- [YOUR OBJECTIVE]: Rewrite the listing below with every "Point out" changed to "Locate", keeping all other text the same.

- [EXERCISE MATERIALS]:
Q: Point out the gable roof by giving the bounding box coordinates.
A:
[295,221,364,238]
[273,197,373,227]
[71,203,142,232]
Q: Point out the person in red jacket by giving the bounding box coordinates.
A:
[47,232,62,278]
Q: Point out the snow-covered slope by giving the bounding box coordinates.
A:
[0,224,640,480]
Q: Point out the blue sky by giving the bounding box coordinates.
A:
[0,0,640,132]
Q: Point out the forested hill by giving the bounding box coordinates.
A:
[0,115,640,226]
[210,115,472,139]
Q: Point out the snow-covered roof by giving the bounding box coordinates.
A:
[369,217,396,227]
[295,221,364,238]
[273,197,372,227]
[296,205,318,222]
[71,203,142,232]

- [FINISHED TASK]:
Q: Locate the gable roof by giving the bounding box coordinates.
A:
[295,221,364,238]
[273,197,373,227]
[71,203,142,232]
Q: Locate the person in red jacket by giving the bounding box coordinates.
A:
[47,232,62,278]
Q: Locate the snow-covered slope by giving the bounding box coordinates.
A:
[0,224,640,480]
Q: Locate the blue sky by giving the bounding box coordinates.
A:
[0,0,640,132]
Q: Locate the forested hill by giving the bounding box coordinates.
A:
[0,115,640,226]
[210,115,472,139]
Q: Locate the snow-covered roof by giving the bounding box coordinates.
A:
[369,217,396,227]
[295,221,364,238]
[273,197,372,227]
[296,205,318,222]
[71,203,142,232]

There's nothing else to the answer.